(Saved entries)
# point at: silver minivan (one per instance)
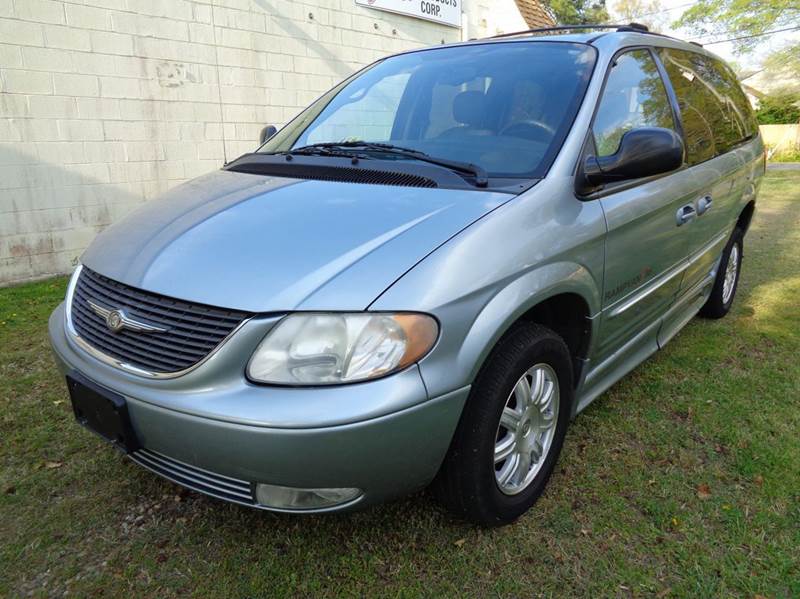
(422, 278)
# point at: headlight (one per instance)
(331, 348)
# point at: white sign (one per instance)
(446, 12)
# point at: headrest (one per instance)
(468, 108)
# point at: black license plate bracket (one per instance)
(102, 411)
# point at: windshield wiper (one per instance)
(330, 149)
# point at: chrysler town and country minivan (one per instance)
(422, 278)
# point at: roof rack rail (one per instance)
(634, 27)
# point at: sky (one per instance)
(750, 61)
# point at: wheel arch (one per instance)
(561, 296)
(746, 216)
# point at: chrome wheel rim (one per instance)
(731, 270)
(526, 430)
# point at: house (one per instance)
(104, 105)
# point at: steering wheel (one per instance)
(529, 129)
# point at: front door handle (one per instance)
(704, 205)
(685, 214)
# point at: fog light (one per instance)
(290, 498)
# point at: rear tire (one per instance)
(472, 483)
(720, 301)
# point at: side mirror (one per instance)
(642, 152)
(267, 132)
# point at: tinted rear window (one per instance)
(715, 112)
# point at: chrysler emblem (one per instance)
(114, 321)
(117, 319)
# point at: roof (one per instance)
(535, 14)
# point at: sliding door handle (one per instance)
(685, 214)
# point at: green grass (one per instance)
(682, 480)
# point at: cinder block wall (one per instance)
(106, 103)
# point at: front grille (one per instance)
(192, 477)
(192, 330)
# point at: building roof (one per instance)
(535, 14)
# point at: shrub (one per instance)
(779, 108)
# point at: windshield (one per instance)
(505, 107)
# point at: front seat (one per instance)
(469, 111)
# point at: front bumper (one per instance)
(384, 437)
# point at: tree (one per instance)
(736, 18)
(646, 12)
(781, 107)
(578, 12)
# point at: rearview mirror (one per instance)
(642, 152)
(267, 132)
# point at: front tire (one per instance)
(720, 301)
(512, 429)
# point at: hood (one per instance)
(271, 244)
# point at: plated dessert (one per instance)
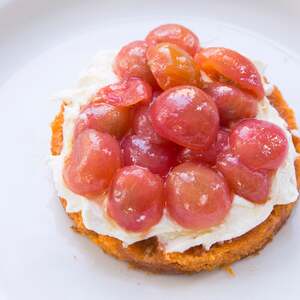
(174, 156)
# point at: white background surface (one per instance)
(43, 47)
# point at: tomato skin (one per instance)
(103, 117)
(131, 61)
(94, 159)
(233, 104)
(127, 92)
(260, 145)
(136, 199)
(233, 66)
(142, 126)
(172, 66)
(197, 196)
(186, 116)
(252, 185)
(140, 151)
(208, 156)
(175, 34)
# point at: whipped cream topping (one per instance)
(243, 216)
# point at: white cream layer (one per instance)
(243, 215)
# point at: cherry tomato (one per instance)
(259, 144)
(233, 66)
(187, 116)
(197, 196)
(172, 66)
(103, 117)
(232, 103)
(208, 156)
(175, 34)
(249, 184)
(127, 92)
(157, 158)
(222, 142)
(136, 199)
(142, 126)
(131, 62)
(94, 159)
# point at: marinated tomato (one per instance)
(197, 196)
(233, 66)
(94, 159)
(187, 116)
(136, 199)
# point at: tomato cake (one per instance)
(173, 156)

* [PROBLEM REQUIREMENTS]
Return the line containing "# point at: hood (one per instance)" and every line after it through the end of the records above, exactly and nothing else, but not the pictures.

* [PROBLEM SOLUTION]
# point at: hood (one per instance)
(271, 244)
# point at: plated dessert (one per instance)
(174, 156)
# point at: white background surface (one per instance)
(43, 47)
# point at: tomato skin (one per instance)
(103, 117)
(131, 61)
(94, 159)
(233, 104)
(127, 92)
(260, 145)
(136, 199)
(233, 66)
(142, 126)
(172, 66)
(197, 196)
(186, 116)
(252, 185)
(140, 151)
(208, 156)
(175, 34)
# point at: whipped cream topping (one per instance)
(243, 216)
# point at: white cream layer (one per instance)
(243, 215)
# point at: cherry tomato (one per instance)
(259, 144)
(233, 66)
(187, 116)
(197, 196)
(172, 66)
(103, 117)
(232, 103)
(208, 156)
(175, 34)
(249, 184)
(127, 92)
(157, 158)
(222, 142)
(136, 199)
(142, 126)
(131, 62)
(94, 159)
# point at: marinated tomato (one per instance)
(197, 196)
(233, 66)
(94, 159)
(187, 116)
(136, 199)
# point at: tomato cake (one per instance)
(173, 156)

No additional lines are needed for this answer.